• [SOURCE MATERIAL]:
[Start of section]

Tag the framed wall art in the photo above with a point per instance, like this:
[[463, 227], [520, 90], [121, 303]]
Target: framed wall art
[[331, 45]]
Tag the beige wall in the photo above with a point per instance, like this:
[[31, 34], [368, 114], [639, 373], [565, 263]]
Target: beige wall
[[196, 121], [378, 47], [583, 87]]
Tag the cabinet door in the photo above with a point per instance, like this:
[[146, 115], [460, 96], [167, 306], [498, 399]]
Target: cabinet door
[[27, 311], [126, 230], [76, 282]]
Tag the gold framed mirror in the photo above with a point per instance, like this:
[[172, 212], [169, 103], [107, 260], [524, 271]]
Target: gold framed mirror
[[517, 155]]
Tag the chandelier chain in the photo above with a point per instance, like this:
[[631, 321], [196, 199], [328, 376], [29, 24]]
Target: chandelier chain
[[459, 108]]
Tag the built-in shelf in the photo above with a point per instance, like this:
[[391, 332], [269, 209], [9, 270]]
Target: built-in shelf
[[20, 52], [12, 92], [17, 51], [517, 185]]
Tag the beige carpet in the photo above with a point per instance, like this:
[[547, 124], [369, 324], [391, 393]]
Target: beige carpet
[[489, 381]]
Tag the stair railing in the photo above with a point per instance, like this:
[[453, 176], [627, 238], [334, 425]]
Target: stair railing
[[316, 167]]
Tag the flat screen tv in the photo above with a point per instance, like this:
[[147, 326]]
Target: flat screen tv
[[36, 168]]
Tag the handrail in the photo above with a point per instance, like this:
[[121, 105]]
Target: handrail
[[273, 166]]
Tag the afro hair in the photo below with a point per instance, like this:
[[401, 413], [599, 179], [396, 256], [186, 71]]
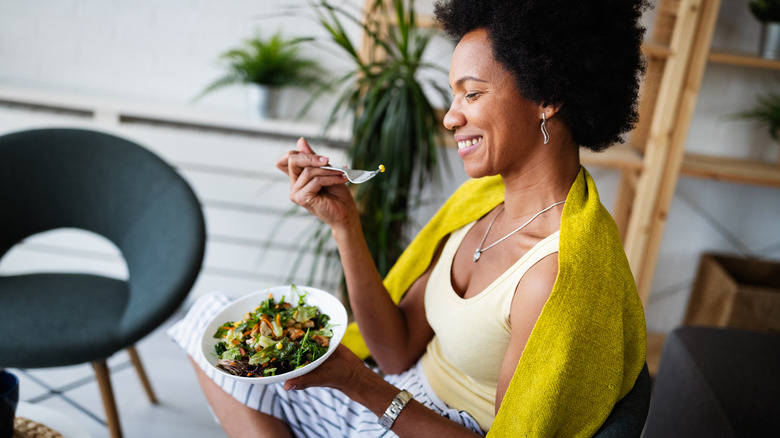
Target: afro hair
[[583, 56]]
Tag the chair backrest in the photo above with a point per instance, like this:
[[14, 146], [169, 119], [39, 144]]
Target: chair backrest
[[628, 417], [75, 178]]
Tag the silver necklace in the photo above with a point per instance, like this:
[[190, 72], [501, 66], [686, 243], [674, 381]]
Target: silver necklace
[[480, 250]]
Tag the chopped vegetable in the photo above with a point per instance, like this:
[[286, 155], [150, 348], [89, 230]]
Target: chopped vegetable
[[275, 332]]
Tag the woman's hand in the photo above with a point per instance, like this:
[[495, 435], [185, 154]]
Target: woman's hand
[[321, 192], [342, 370]]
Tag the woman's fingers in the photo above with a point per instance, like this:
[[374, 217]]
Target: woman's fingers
[[302, 148]]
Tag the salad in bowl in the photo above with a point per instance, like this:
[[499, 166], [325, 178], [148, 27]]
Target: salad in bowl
[[274, 335]]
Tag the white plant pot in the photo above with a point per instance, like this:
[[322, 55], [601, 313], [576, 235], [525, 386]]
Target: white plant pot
[[770, 40], [262, 101]]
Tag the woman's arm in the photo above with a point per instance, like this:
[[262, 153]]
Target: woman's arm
[[346, 372], [532, 293], [395, 334]]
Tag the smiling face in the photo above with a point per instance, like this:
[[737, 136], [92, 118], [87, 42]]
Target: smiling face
[[496, 128]]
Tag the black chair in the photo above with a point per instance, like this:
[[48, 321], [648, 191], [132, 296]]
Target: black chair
[[70, 178], [716, 382], [627, 418]]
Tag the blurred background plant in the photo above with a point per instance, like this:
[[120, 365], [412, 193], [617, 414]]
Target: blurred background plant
[[765, 11], [385, 99], [266, 66], [766, 113]]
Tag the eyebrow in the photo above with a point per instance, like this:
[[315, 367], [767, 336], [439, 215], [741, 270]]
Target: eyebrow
[[460, 81]]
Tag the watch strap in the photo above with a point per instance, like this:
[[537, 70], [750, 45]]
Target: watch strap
[[395, 408]]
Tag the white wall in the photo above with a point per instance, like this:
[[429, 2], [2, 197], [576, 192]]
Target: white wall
[[162, 53]]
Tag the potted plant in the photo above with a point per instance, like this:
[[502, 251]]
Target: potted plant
[[393, 121], [766, 113], [265, 66], [768, 13]]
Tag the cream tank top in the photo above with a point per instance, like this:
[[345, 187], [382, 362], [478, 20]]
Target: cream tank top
[[463, 359]]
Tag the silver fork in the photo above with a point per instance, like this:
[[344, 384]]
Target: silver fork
[[356, 176]]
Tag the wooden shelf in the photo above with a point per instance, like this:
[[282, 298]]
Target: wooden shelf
[[731, 169], [656, 50], [655, 344], [743, 59]]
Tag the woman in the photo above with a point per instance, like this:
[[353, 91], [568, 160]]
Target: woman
[[516, 312]]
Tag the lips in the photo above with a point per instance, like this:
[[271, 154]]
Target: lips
[[464, 143]]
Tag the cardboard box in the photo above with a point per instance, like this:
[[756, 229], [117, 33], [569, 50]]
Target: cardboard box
[[735, 292]]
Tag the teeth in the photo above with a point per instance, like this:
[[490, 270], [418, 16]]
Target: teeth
[[467, 143]]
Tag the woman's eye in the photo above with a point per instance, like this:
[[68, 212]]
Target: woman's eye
[[472, 96]]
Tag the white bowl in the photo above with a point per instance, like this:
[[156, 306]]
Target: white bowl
[[327, 303]]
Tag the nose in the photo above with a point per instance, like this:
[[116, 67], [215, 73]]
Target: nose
[[454, 117]]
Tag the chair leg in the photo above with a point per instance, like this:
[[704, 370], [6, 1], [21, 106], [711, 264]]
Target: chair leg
[[107, 393], [139, 368]]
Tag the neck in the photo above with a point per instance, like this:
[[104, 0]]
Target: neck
[[541, 182]]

[End of section]

• [TASK TO CARRY OUT]:
A word-for-word reproduction is needed of the lines above from the line containing "Target: flat screen tv" through the line containing "Tag the chair backrest", with both ends kept and no pictures.

• [OUTPUT OF THE TASK]:
Target: flat screen tv
[[36, 168]]
Tag the handrail in the photo above with a point per instance, like this:
[[121, 105]]
Target: handrail
[[273, 166]]
Tag the afro hair in the photo below with a point per instance, like this:
[[401, 413], [599, 179], [396, 256], [186, 71]]
Target: afro hair
[[583, 56]]
Tag the chair backrest in the photo above with a point per instance, like this:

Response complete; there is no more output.